--- Given passage ---
Colorado to receive millions in federal funding to transition the institutionalized back into communities

At a time when many states are slicing services for people with disabilities across the nation, the federal government has come through with a welcome offering: $4.3 billion in grant money that will go to states–including Colorado–implementing programs that transition Medicaid beneficiaries out of institutions and nursing homes and into their communities.

Earlier this week, the U.S. Health and Human Services Department announced the 13 states that will be collectively receiving $45 million in grants for implementing the Money Follows the Person demonstration program this year. Recipients are: Colorado, Florida, Minnesota, New Mexico, Idaho, Maine, Massachusetts, Mississippi, Nevada, Rhode Island, Tennessee, Vermont, West Virginia. An additional $621 million is committed to these states through 2016. These are the newest states to join this program, established by the Obama administration in 2005; currently 29 other states and the District of Columbia participate.

“Our country recognized in the Americans with Disabilities Act that everyone who can live at home or in a community-based setting should be allowed to do so,” said HHS Secretary Kathleen Sebelius in a press statement. “The Affordable Care Act provides states critical new dollars toward achieving that goal.”

All states will have access to a pool of $3.7 billion if they follow HHS rules to provide long-term services through the Community First Choice Option program. The goal of this program is to encourage states to make community living a “first choice” for Medicaid beneficiaries who need long-term care, rather than just placing people in the first available institution. Starting in October, states that comply with the rules will get a 6 percent increase in federal matching funds through 2014. (To qualify for the matching increase, states must develop “person-centered plans” that outline how services will be provided to maintain the independence of each individual. Additionally, states must develop a council to implement these plans that must be comprised of people with disabilities, elderly individuals, and their representatives.) The idea of both programs is to help people with physical and/or mental disabilities live more independently, but with services and support.

Obama’s Money Follows the Person program (MFP) has thus far served fewer than originally anticipated. The 29 original states were given their grants in 2007, and many began their programs a year later with a combined goal of moving out approximately 38,000 residents by 2013. But by 2010, less than 5,800 residents had been moved nationally, according to Kaiser Health News. The Kaiser Commission on Medicaid and the Uninsured has been evaluating the program since it was implemented. The commission found that as of 2010, about a dozen states moved fewer than 60 people.

But according to the HHS, to date MFP has helped 12,000 individuals move out of institutions and back into their communities. The grants issued this week are expected to help another 13,000 people.

The program was supposed to expire in 2011, but through the passage of the Affordable Care Act, it was extended through 2016. The act also loosened some of the program’s eligibility rules that were making it harder to transition people. MFP grants are distributed to states by the Centers for Medicare & Medicaid Services (CMS), which has to approve each state’s plan.

Colorado was awarded $2 million; $22.2 million through 2016.

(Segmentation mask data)
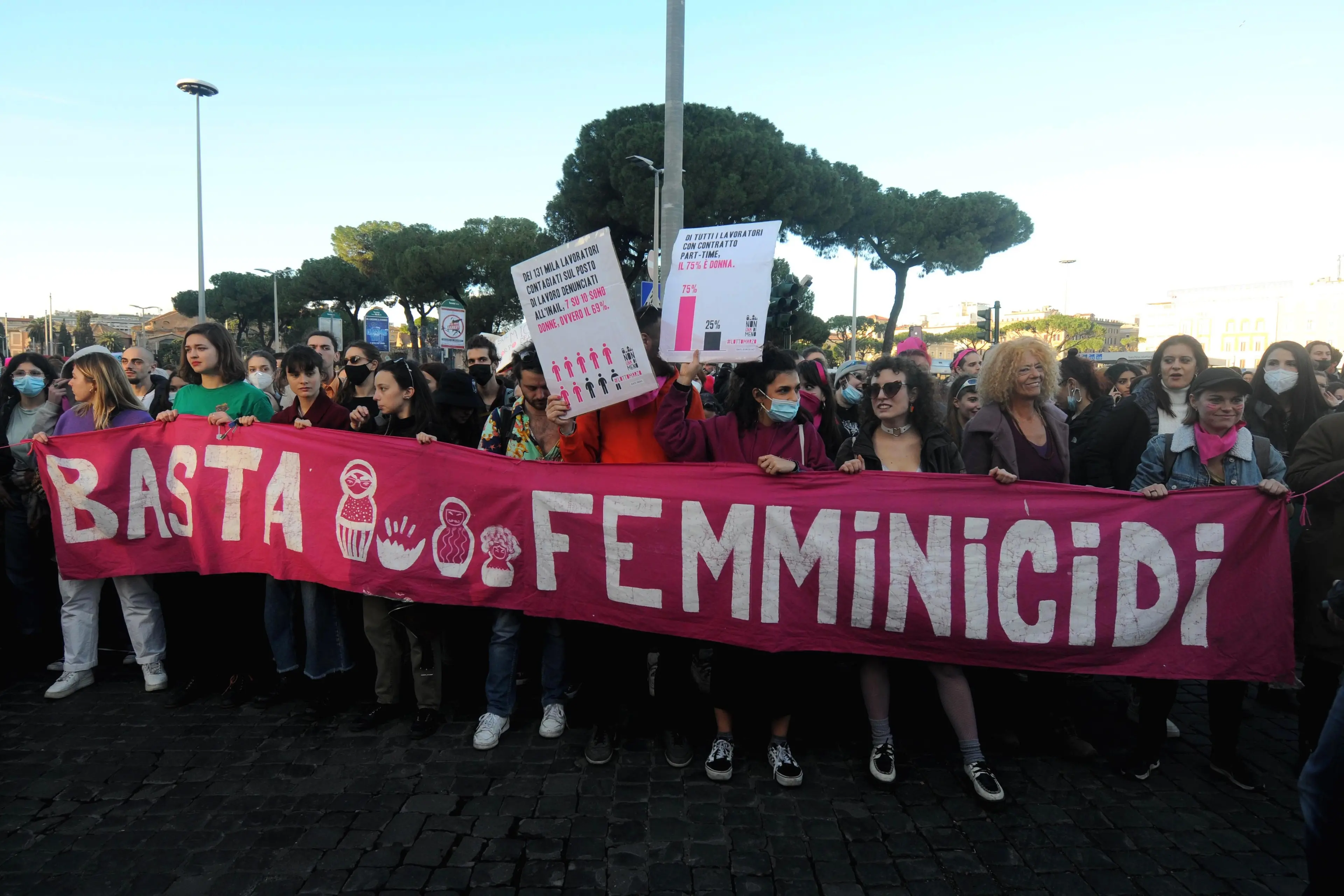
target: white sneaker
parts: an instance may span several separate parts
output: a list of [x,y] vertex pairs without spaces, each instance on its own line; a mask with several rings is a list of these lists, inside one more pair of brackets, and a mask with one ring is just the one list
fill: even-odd
[[55,684],[47,688],[44,697],[51,700],[60,700],[62,697],[69,697],[75,690],[83,690],[93,684],[93,672],[85,669],[83,672],[65,672],[56,678]]
[[145,676],[145,690],[167,690],[168,689],[168,673],[164,672],[163,660],[155,660],[153,662],[146,662],[140,666],[140,672]]
[[508,716],[496,716],[493,712],[487,712],[476,725],[472,746],[477,750],[495,750],[500,743],[500,735],[505,731],[508,731]]
[[543,737],[559,737],[564,733],[564,704],[552,703],[542,709],[542,724],[536,733]]

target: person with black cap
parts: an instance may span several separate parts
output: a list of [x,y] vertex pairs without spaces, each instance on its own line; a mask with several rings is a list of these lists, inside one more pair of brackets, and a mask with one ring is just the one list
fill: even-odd
[[[1177,489],[1211,485],[1254,485],[1265,494],[1288,494],[1284,457],[1269,439],[1251,435],[1242,422],[1250,392],[1250,383],[1231,367],[1211,367],[1196,376],[1189,386],[1180,429],[1154,435],[1148,442],[1130,490],[1150,500],[1164,498]],[[1124,763],[1122,774],[1145,780],[1161,764],[1167,716],[1176,703],[1177,684],[1165,678],[1134,680],[1138,746]],[[1236,755],[1245,697],[1245,681],[1208,682],[1212,742],[1208,767],[1242,790],[1258,790],[1254,774]]]
[[476,380],[465,371],[448,371],[433,391],[434,407],[448,430],[446,442],[477,447],[485,426],[485,402],[481,400]]

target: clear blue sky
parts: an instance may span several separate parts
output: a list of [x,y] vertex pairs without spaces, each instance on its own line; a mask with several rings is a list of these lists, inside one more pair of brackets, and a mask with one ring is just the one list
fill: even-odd
[[[168,306],[206,267],[297,266],[332,227],[542,219],[582,124],[663,98],[660,3],[0,7],[0,310]],[[687,4],[685,98],[913,191],[1036,223],[960,300],[1133,316],[1165,289],[1335,274],[1344,4]],[[688,171],[694,177],[694,171]],[[694,222],[688,222],[694,223]],[[852,262],[780,249],[848,312]],[[860,313],[892,278],[864,270]],[[909,320],[907,314],[902,321]]]

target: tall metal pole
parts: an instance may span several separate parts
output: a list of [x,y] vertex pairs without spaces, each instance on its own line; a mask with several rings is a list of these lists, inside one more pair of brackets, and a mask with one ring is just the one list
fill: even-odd
[[853,247],[853,308],[849,322],[849,357],[859,360],[859,247]]
[[685,191],[681,188],[681,93],[685,63],[685,0],[668,0],[667,98],[663,106],[663,218],[659,246],[663,249],[660,282],[667,282],[676,258],[676,235],[685,220]]
[[202,210],[200,193],[200,94],[196,94],[196,266],[198,302],[196,317],[206,321],[206,214]]

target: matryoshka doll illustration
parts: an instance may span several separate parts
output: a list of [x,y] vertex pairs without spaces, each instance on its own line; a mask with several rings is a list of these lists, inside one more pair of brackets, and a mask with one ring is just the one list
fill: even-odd
[[496,588],[513,584],[513,564],[509,560],[516,560],[523,553],[513,533],[503,525],[492,525],[481,532],[481,551],[487,553],[485,563],[481,564],[481,582]]
[[368,559],[368,545],[374,540],[374,521],[378,519],[378,505],[374,492],[378,490],[378,474],[368,461],[351,461],[340,473],[340,490],[344,492],[336,505],[336,543],[341,556],[363,563]]
[[444,498],[438,505],[441,525],[434,529],[434,566],[449,578],[461,579],[472,563],[476,537],[466,524],[472,509],[461,498]]

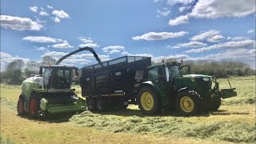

--- To do ---
(a) Answer these questions from the article on federal funding for Colorado:
(i) How many states did the U.S. Health and Human Services Department announce as receiving grants this year?
(ii) Starting in October, what increase in federal matching funds will states that comply with the rules receive?
(iii) How much was Colorado awarded?
(b) Quote everything from "Obama’s Money Follows" down to "another 13,000 people." in the article on federal funding for Colorado.
The rows above are separate material and have no connection to the article.

--- Answer list ---
(a)
(i) 13 states.
(ii) A 6 percent increase, through 2014.
(iii) $2 million, and $22.2 million through 2016.

(b)
Obama’s Money Follows the Person program (MFP) has thus far served fewer than originally anticipated. The 29 original states were given their grants in 2007, and many began their programs a year later with a combined goal of moving out approximately 38,000 residents by 2013. But by 2010, less than 5,800 residents had been moved nationally, according to Kaiser Health News. The Kaiser Commission on Medicaid and the Uninsured has been evaluating the program since it was implemented. The commission found that as of 2010, about a dozen states moved fewer than 60 people.

But according to the HHS, to date MFP has helped 12,000 individuals move out of institutions and back into their communities. The grants issued this week are expected to help another 13,000 people.